WRITTEN REQUEST:
Every line of the material below should be repeated exactly.

(Collected data)
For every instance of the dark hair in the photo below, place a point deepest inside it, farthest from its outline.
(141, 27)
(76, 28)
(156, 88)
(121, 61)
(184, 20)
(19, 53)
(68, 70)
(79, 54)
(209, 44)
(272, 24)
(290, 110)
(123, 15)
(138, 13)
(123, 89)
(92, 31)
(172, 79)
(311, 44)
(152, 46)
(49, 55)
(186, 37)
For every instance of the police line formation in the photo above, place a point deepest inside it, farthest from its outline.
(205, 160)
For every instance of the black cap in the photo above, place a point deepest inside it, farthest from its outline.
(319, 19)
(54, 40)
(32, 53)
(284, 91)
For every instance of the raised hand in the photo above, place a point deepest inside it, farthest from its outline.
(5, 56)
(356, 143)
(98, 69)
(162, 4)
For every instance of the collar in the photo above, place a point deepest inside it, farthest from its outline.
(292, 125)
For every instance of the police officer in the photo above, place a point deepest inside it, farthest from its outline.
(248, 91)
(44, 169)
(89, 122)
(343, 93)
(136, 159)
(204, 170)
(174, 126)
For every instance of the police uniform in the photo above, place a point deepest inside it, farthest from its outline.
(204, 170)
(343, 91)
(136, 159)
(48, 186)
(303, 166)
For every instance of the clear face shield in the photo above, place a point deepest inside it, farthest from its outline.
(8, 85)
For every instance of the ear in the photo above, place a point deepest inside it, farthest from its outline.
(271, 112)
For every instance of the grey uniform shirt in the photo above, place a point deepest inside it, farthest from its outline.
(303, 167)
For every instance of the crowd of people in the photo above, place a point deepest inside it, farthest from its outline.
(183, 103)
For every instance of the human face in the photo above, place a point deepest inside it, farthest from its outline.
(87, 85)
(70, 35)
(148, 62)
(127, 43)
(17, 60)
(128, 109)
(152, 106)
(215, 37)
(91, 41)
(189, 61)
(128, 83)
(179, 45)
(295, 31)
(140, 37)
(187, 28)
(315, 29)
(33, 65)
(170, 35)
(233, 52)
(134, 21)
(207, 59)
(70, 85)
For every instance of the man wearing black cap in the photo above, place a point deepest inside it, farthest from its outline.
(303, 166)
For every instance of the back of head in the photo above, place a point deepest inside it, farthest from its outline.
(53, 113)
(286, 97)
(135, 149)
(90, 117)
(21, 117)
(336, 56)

RESULT:
For every instance of the dark hair in the photo below, place a point deepest inside it, farthest from its outline.
(141, 27)
(76, 28)
(156, 88)
(121, 61)
(184, 20)
(19, 53)
(68, 70)
(79, 54)
(209, 44)
(272, 24)
(290, 110)
(123, 15)
(138, 13)
(123, 89)
(92, 31)
(172, 79)
(311, 44)
(152, 46)
(49, 55)
(186, 37)
For every instance of the police line formation in the photo above, place a point deepest inside it, farthest from its outline.
(205, 160)
For every instance of the black cap in the photo above, place a point deepest inside it, farthest from its outline.
(319, 19)
(54, 40)
(32, 53)
(284, 91)
For every instance of the raised hand in the photo above, place a point deepest inside it, farthest from its outline.
(5, 56)
(356, 143)
(98, 69)
(162, 4)
For every instance of the collar in the photo above, place a point deepest inside it, farthest from its outline.
(292, 125)
For every instance of the police officer in the photo above, place a point deepest inside it, farthest from its outline.
(248, 91)
(44, 169)
(89, 122)
(343, 93)
(136, 159)
(204, 170)
(174, 126)
For every instance of the police uniform in the photo above, place a point deepest inside it, farthest from its outline.
(204, 170)
(343, 91)
(136, 159)
(48, 186)
(303, 166)
For every instance of the clear face shield in the photo above, place a point deepest inside it, farthest from its outline.
(8, 85)
For every instance of the ear in the photo above, place a point deepest inside it, farthest from its outline.
(271, 112)
For every instance of the grey uniform shirt in the photo above, place a point deepest inside it, farthest from its outline.
(303, 167)
For every instance of the crowd of people in the photo above, place a point deepest inside it, farthest from its outline.
(183, 103)
For every instance of the human face in the photo above, place a point deepest inside it, farthest from its outline.
(87, 85)
(70, 35)
(148, 62)
(127, 43)
(17, 60)
(128, 109)
(152, 106)
(215, 37)
(91, 41)
(189, 61)
(128, 83)
(179, 45)
(295, 31)
(140, 37)
(187, 28)
(315, 29)
(33, 65)
(170, 35)
(233, 52)
(134, 21)
(207, 59)
(70, 85)
For every instance of the man wearing black cap in the photo above, place a point deepest inside it, farthest from its outline.
(303, 166)
For every instance of the back of head in the photo above, place a point deepest inside it, farthest from its outline.
(53, 113)
(286, 97)
(135, 149)
(90, 117)
(21, 117)
(336, 56)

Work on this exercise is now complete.